>> start WORKING DATA
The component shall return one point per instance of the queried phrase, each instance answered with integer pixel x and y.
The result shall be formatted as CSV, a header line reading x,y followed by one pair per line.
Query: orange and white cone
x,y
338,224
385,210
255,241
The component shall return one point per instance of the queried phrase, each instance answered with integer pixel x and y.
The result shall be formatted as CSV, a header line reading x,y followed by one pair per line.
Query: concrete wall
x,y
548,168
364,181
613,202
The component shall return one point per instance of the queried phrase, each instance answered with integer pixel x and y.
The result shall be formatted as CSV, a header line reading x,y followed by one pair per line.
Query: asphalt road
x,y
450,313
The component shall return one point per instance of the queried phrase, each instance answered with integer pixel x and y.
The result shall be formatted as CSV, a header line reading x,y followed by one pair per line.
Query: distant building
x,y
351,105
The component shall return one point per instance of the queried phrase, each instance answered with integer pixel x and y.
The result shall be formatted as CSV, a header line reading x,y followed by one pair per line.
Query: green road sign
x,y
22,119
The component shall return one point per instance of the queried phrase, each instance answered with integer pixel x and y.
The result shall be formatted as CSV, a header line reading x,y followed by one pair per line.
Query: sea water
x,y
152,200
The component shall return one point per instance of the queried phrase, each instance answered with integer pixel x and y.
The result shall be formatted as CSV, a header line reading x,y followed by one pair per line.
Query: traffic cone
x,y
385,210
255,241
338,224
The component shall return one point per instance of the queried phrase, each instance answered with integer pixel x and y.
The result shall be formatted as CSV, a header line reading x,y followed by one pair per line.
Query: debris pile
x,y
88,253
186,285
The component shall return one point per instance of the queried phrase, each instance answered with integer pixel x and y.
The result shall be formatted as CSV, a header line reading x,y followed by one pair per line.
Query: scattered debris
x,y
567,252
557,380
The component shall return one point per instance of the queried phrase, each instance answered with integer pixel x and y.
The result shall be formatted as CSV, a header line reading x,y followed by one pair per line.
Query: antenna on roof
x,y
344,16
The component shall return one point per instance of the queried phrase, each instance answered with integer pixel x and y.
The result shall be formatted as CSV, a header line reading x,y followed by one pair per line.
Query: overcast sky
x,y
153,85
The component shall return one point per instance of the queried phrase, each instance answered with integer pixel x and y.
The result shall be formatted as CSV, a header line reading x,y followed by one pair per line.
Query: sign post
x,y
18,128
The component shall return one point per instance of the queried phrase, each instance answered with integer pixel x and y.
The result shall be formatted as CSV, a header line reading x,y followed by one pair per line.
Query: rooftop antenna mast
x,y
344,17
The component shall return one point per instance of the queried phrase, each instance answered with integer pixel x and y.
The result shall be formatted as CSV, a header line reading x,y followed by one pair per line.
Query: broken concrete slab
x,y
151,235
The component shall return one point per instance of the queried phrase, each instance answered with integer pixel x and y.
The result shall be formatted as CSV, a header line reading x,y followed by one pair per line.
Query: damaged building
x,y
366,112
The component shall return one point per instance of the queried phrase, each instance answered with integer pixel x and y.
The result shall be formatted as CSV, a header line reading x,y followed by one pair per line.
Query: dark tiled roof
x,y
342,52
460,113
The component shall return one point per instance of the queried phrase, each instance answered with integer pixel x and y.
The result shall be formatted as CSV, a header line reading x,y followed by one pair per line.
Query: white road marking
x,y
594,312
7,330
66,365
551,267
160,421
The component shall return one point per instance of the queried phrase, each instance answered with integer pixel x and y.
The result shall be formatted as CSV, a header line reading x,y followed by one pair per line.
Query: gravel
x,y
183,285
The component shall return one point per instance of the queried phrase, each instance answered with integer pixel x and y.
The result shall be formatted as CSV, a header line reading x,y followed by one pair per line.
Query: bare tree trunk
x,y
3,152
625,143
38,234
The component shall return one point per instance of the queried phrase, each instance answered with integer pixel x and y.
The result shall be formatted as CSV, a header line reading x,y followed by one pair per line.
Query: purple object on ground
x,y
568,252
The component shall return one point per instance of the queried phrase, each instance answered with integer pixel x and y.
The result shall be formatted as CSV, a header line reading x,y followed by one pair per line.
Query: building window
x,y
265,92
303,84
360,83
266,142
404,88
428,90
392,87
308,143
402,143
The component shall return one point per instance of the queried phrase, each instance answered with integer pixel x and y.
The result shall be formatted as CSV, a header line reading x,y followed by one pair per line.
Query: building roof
>> end WORKING DATA
REQUIREMENTS:
Count the lines in the items above that contain the word "sign". Reply with the number alone.

WRITTEN ANSWER:
2